Coordinate annotation records:
┄┄┄┄┄┄
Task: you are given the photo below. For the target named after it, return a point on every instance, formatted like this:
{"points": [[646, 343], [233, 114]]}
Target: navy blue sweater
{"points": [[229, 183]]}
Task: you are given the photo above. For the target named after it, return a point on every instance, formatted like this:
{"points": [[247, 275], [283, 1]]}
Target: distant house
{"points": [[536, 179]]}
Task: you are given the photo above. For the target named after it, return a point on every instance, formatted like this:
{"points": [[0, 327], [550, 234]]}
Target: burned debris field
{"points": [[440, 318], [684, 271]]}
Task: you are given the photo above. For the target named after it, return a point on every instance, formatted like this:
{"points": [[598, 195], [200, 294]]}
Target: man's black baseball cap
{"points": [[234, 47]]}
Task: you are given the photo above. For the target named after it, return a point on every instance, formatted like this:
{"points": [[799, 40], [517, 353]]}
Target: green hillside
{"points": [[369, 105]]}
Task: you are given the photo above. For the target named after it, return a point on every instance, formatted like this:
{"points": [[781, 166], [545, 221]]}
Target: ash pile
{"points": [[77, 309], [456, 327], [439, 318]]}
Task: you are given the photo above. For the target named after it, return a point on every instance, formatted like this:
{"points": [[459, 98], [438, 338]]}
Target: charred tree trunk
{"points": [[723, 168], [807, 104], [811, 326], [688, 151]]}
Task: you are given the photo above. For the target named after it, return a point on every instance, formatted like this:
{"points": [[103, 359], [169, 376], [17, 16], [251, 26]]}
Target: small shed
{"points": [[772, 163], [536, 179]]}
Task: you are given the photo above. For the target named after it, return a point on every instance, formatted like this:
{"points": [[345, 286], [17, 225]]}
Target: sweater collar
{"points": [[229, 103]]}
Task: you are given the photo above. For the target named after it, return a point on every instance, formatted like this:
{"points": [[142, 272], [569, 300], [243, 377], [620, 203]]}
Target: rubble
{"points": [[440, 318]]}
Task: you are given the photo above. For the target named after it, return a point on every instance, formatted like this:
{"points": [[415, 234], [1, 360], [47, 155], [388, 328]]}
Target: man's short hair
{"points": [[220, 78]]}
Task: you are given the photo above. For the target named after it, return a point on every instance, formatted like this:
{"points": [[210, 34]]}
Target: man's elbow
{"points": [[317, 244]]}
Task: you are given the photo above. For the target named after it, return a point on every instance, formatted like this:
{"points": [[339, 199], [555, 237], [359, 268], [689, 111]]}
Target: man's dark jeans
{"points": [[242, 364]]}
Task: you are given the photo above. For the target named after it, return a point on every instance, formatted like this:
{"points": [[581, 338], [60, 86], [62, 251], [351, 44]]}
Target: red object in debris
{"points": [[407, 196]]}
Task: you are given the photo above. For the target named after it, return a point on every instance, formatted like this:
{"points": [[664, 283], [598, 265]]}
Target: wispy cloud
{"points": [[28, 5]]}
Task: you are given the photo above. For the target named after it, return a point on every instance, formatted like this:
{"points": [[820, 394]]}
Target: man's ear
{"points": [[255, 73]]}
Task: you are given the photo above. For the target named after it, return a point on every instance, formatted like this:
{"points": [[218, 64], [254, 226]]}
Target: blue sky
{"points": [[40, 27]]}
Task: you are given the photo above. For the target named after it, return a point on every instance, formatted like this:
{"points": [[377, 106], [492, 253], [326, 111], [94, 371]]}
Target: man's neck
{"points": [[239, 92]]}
┄┄┄┄┄┄
Exercise:
Set down all of the data above, word for word.

Answer for this exercise:
Task: you are given the photo below. For the target named after it, return a point on every instance, formatted like this:
{"points": [[646, 343], [233, 114]]}
Target: navy blue sweater
{"points": [[229, 183]]}
Task: you are given the photo above. For the target named after it, return a point on every instance, formatted like this:
{"points": [[247, 275], [283, 1]]}
Target: distant house
{"points": [[536, 179]]}
Task: you are given the photo above. For the target named after it, return a point on every instance, formatted like this:
{"points": [[0, 327], [550, 234]]}
Target: burned debris field
{"points": [[440, 318], [684, 271]]}
Task: you are given the photo above. For the target named after it, return a point on every instance, formatted like this:
{"points": [[598, 195], [200, 294]]}
Target: man's black baseball cap
{"points": [[234, 47]]}
Task: you are given the photo above. For the target named after it, return a point on every instance, formatted like this:
{"points": [[799, 40], [517, 353]]}
Target: green hillside
{"points": [[369, 105]]}
Task: you are given the photo above. For the target named after it, return a point on every instance, formatted like this:
{"points": [[781, 166], [545, 221]]}
Target: ash pile
{"points": [[77, 309], [456, 327], [439, 318]]}
Task: you are given the photo above. For the target named after it, return a point on every instance, formatted like this:
{"points": [[459, 98], [438, 338]]}
Target: charred tree trunk
{"points": [[723, 168], [807, 104], [811, 326], [688, 151]]}
Task: you are given the photo above. For the target named after it, return a point on every instance, formatted like this:
{"points": [[103, 359], [169, 376], [17, 16], [251, 26]]}
Target: small shed
{"points": [[772, 163], [536, 179]]}
Task: you are given the photo above. For the target named after it, return a point on every instance, formatted like this:
{"points": [[345, 286], [17, 225]]}
Target: sweater collar
{"points": [[229, 103]]}
Task: you are given the photo above. For the target named after it, return a point on every instance, formatted like this:
{"points": [[142, 272], [569, 300], [243, 377], [620, 203]]}
Target: rubble
{"points": [[440, 318]]}
Task: you are given the photo above. For the target named after it, return a point on every instance, formatted like this:
{"points": [[415, 234], [1, 360], [47, 155], [388, 328]]}
Target: man's short hair
{"points": [[220, 78]]}
Task: you are given the photo above. For the target named after it, return a point on every instance, formatted like this:
{"points": [[210, 34]]}
Target: man's elbow
{"points": [[317, 244]]}
Task: you are given the photo above. For the target named after it, return a point on every instance, formatted like this:
{"points": [[339, 199], [555, 237], [359, 268], [689, 111]]}
Target: man's dark jeans
{"points": [[242, 364]]}
Task: you are given the photo above. For the target named after it, return a point on every instance, formatted like this:
{"points": [[581, 338], [60, 86], [62, 251], [351, 44]]}
Target: red object in debris
{"points": [[407, 196]]}
Task: you are given the photo above. For the target named after it, return a point on every instance, formatted like this:
{"points": [[664, 283], [598, 265]]}
Target: wispy cloud
{"points": [[28, 5]]}
Task: you are given the photo above. For the target named after it, return a point on every instance, formatted like this:
{"points": [[820, 394]]}
Target: man's ear
{"points": [[255, 73]]}
Task: you are given the photo above. For the target named after it, return a point on every instance, formatted like this:
{"points": [[218, 64], [254, 226]]}
Target: blue sky
{"points": [[40, 27]]}
Task: you are given the photo above. For the target named after it, return a point on every instance, formatted like this:
{"points": [[377, 106], [492, 253], [326, 111], [94, 371]]}
Target: man's neck
{"points": [[239, 92]]}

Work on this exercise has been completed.